Exercise: Return, from the listing below, each line where the word "instance" appears.

Source records:
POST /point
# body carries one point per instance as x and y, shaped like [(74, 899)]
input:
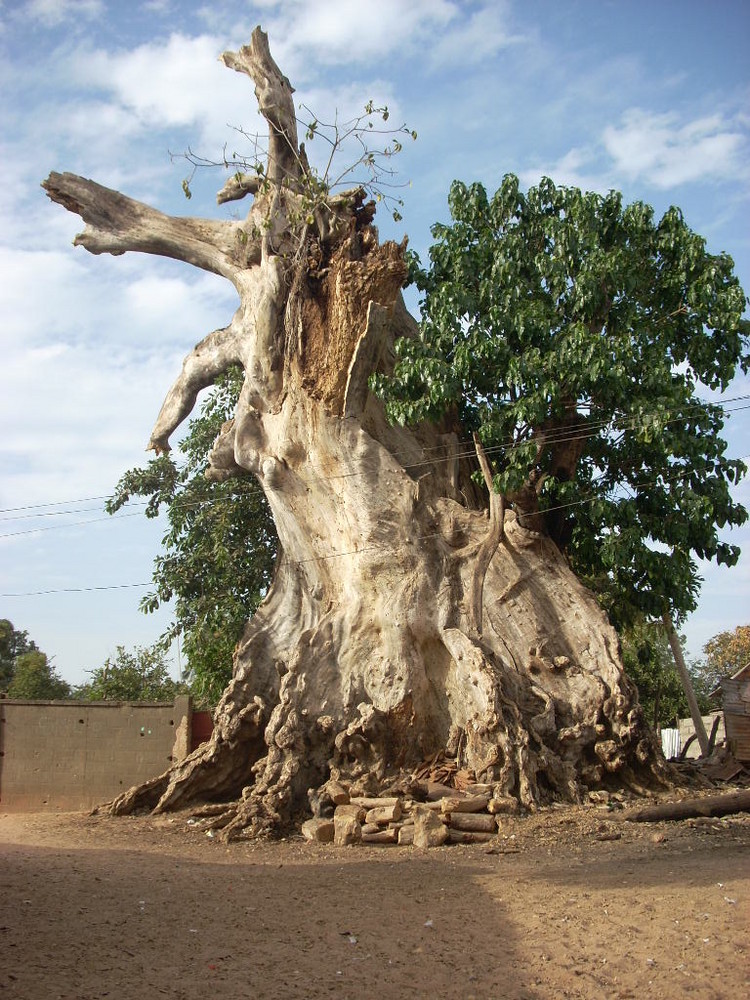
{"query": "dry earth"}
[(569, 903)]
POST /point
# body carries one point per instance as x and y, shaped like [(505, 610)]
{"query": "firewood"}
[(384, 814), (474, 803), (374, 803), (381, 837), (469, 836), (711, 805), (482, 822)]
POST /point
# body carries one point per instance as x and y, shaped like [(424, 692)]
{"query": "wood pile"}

==

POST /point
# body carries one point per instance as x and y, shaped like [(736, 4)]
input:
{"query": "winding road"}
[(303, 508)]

* * *

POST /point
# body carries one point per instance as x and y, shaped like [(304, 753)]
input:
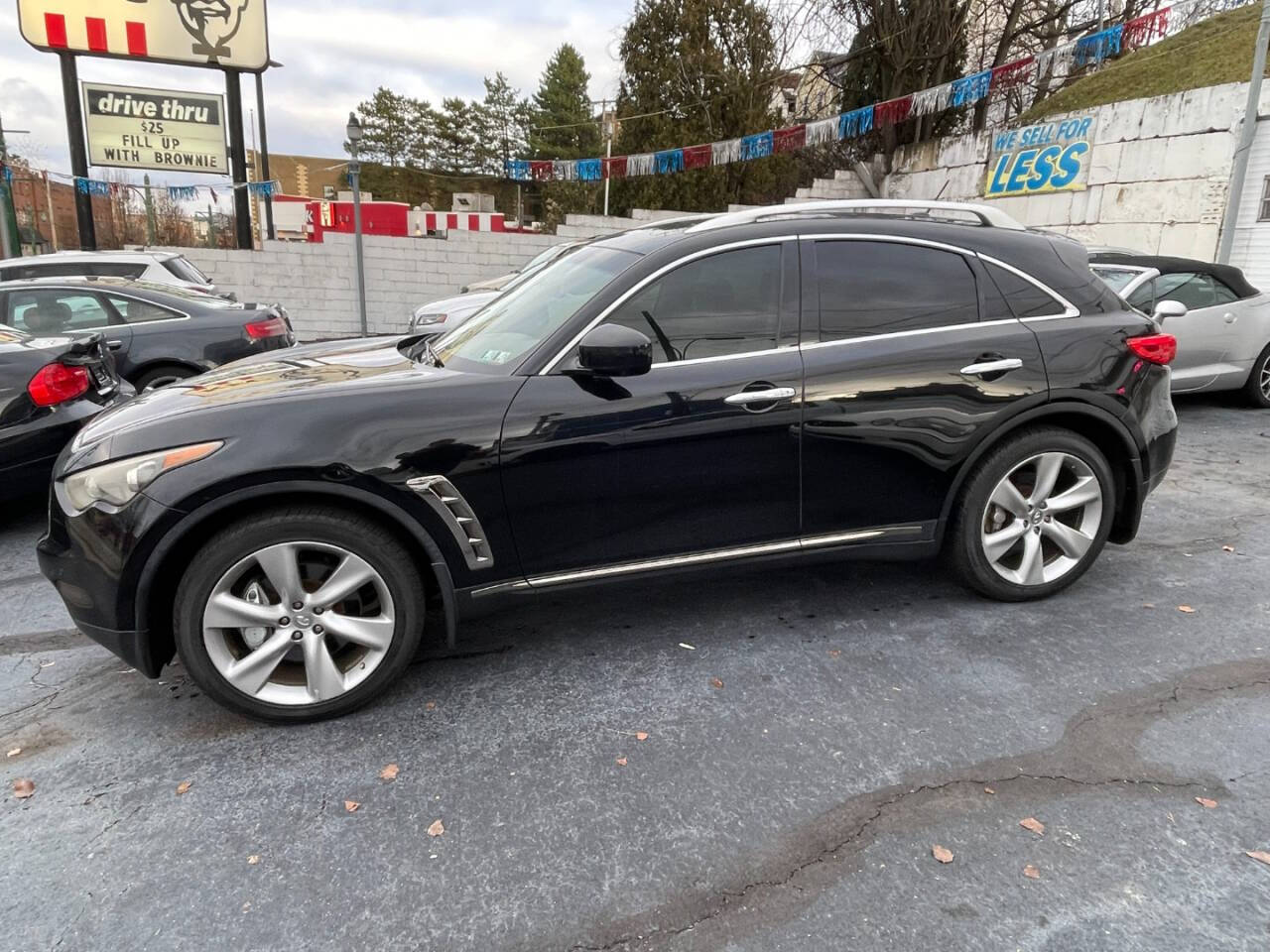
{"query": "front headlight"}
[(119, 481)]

Output for this task:
# body carries one point per instance as x and y, shaped like [(74, 899)]
# body carries one point per instance as x and y, shaped like [(505, 610)]
# body carries one point per instance as x and y, shaped like [(424, 692)]
# body carries one point per instance as x and y, shaped like [(736, 4)]
# body carries one point per instance as x and y, shaped like [(304, 753)]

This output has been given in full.